> **Article**:
[Begin]

Thursday, June 22, 2017

In the Historic Center Far from the Tourists

Mexico City's “Centro Histórico” is the largest colonial neighborhood in the Americas.  Many of the top tourist attractions of the city are located here.  But if you go a few blocks away from the tourist route, you enter an old city which has not been prettified or sanitized.  It is an assault on the senses with the crowds of people, the smells of street food, and the cacophony of vendors hawking their wares.  

Yesterday I wandered around the old city and actually saw some places I had not seen before.

I came across this colonial building.  It is now a cultural center run by the University of Mexico.  

I went inside, and the lady at the front desk said that I could enter and take pictures of the courtyard.

It looked older than many of the colonial buildings.  As I left, I asked the lady if she knew when it was built.  She said it dated back to the late 16th century... so it's more than 400 years old!  I later did a bit of research on the building.  It is known as the House of Talavera, and it was once the home of a Spanish nobleman, the Marquis of Aguayo.  When it was built, it was located on the shore of Lake Texcoco (the lake which once covered much of the valley where Mexico City is located).  The house originally had gates where canoes could pull up to it.

[End]

> **Data**:
[Begin]

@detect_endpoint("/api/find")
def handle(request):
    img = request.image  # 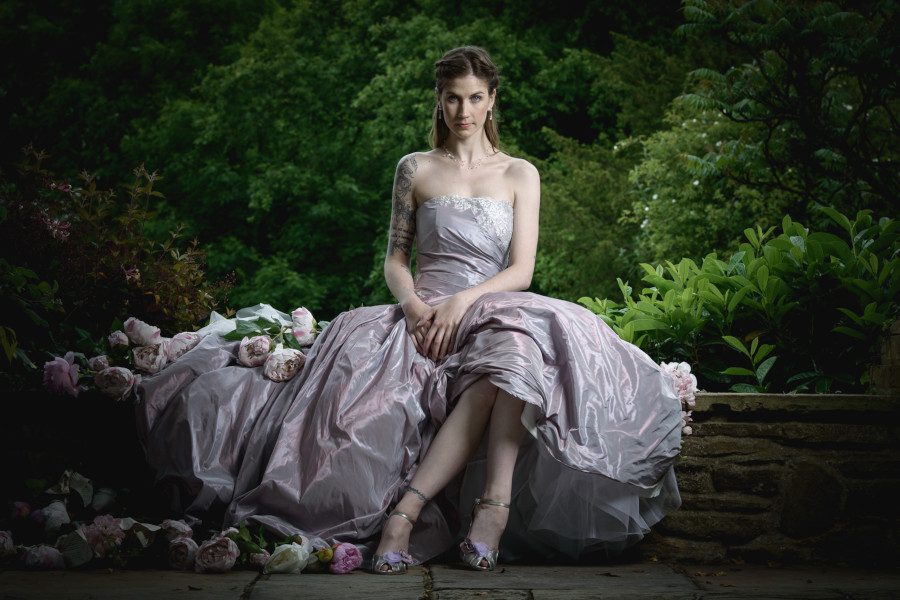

[End]

> **Exercise task**: Could you write out, word for word, the part of the post about Mexico City's historic center from "Thursday, June 22, 2017" to "not seen before."? The data has no connection to the post about Mexico City's historic center.

> **Solution to the exercise**:
Thursday, June 22, 2017

In the Historic Center Far from the Tourists

Mexico City's “Centro Histórico” is the largest colonial neighborhood in the Americas.  Many of the top tourist attractions of the city are located here.  But if you go a few blocks away from the tourist route, you enter an old city which has not been prettified or sanitized.  It is an assault on the senses with the crowds of people, the smells of street food, and the cacophony of vendors hawking their wares.  

Yesterday I wandered around the old city and actually saw some places I had not seen before.